*Excerpt provided*.
==================================================
Fabrication of an Electrically Conductive Adhesive for Skin Mounted Bioelectronic Devices


  • Sunland L. Gong Indiana University School of Medicine https://orcid.org/0000-0003-2794-8857
  • Min Ku Kim Weldon School of Biomedical Engineering, Purdue University
  • Tae Hoo Chang Weldon School of Biomedical Engineering, Purdue University
  • Chi Hwan Lee, PhD Weldon School of Biomedical Engineering, Purdue University




Background: Skin mounted bioelectronics are difficult to integrate with the skin since biocompatible adhesives are not conductive or unsuitable for long-term use. Skin conformability is essential but strong adhesives can damage soft tissue in younger and frail individuals as well as the device during removal. Developing a noninvasive long-lasting biocompatible conductive adhesive for skin that can be used with bioelectronics allows for better treatment options and the improvement of patient outcomes.

Methods: This study creates a soft hydrogel using graphene oxide flakes (GO) and polyvinyl alcohol. Networked GO is reduced in a solution of sodium dithionite and sodium hydroxide to form a conductive network within the hydrogel. Adhesive properties are achieved by incorporating a polyacrylic acid polymer into the hydrogel with the addition of N-hydroxysulfosuccinimide (NHS) groups to the polymer. NHS reacts with amine groups found on tissue to form covalent bonds that can be released with a biocompatible trigger solution of sodium bicarbonate and glutathione.

Results: Hydration of the hydrogel at 65°C demonstrated that the hydrogel swelled anistropically with swelling ratios of 1.05/1.06/5.5 (length/width/thickness). This showed that the hydrogel can integrate into various surfaces without deformation. The hydrogel demonstrated an impedance of 106.1~164.6 Ω⋅m (20~500 Hz), which is comparable to conventional devices. The hydrogel was chemically bound to amine functionalized polydimethylsiloxane (PDMS) and glass. Peel test showed peak adhesion forces of 100.5 N⋅m-1(Force⋅Width-1) when bound to PDMS or glass. Signal quality of the hydrogel showed that the hydrogels demonstrated ECG and EMG signals comparable to commercially available materials.

Conclusions: The importance of this study is to create a soft material that bonds between electrodes and skin. The results demonstrate that the hydrogel has electrical characteristics comparable to conventional electrodes for use in ECG and EMG. In addition, it can create adhesion via chemical bonds that can be released on demand.
==================================================
*Records provided*.
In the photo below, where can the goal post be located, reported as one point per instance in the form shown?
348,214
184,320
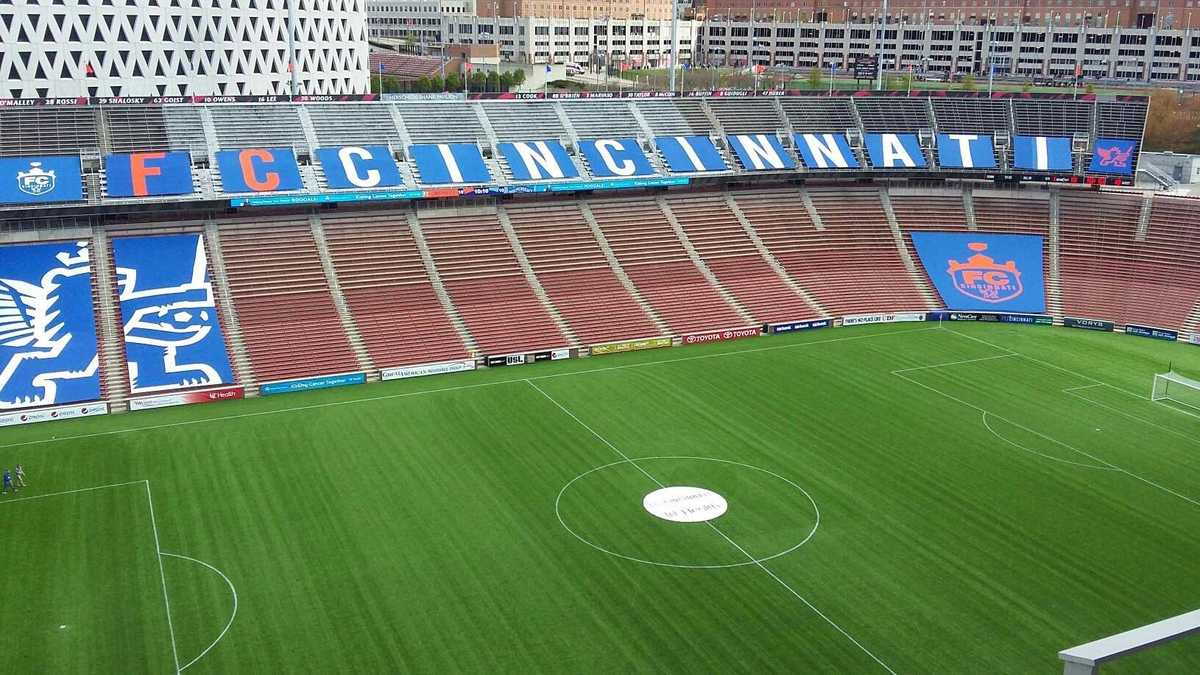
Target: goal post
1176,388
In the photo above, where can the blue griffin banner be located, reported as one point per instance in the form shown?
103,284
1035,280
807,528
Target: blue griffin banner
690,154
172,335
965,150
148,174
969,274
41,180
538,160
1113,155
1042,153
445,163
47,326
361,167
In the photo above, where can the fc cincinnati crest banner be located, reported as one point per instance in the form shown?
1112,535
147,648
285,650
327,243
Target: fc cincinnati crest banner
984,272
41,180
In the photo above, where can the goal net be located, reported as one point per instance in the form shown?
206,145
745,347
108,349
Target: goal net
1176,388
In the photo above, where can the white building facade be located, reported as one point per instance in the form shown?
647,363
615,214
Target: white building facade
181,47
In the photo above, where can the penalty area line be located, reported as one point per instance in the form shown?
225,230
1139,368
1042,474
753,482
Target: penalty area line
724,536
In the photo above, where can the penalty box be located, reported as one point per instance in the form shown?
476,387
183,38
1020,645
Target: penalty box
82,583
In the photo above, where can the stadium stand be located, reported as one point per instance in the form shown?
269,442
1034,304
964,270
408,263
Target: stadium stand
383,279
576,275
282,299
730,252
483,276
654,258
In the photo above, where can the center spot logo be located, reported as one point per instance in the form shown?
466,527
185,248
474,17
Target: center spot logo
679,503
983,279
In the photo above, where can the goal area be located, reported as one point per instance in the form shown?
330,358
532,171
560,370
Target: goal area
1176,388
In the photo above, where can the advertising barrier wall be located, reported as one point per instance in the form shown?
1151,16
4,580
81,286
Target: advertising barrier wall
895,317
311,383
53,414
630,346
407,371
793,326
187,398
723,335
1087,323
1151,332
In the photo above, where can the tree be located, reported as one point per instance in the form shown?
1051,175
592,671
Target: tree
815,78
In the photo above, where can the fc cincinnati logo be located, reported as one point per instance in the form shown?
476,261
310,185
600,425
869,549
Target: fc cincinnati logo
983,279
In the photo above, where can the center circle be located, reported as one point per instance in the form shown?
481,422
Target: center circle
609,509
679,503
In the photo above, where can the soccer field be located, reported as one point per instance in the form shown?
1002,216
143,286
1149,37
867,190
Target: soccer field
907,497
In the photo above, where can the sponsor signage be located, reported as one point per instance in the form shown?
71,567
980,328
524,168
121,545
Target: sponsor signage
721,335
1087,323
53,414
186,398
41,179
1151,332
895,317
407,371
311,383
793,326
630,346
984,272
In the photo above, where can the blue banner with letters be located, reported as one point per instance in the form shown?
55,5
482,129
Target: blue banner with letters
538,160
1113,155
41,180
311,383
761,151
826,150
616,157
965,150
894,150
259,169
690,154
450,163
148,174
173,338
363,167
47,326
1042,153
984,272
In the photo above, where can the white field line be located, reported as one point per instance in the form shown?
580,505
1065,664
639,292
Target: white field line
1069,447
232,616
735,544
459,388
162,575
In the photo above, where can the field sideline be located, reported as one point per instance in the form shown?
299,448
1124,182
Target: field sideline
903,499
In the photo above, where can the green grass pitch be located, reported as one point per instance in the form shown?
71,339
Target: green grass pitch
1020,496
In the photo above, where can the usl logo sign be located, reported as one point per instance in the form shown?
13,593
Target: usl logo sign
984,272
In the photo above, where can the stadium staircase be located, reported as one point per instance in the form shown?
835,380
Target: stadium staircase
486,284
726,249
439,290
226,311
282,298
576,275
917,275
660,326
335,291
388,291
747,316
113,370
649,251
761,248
==================================================
*Task set*.
**a)** Retype the part of the conductive adhesive abstract that opens with the words containing "Conclusions: The importance" and closes with "released on demand.".
**b)** According to the conductive adhesive abstract, what releases the covalent bonds that NHS forms with tissue?
**c)** Summarize the conductive adhesive abstract in two sentences.

*Answers to each task*.
**a)**
Conclusions: The importance of this study is to create a soft material that bonds between electrodes and skin. The results demonstrate that the hydrogel has electrical characteristics comparable to conventional electrodes for use in ECG and EMG. In addition, it can create adhesion via chemical bonds that can be released on demand.

**b)** A biocompatible trigger solution of sodium bicarbonate and glutathione.

**c)** The study makes a soft hydrogel from graphene oxide flakes and polyvinyl alcohol, with a reduced conductive network and a polyacrylic acid polymer carrying NHS groups that bond covalently to tissue amines. The hydrogel showed electrical characteristics and ECG and EMG signals comparable to conventional electrodes, and its adhesion through chemical bonds can be released on demand.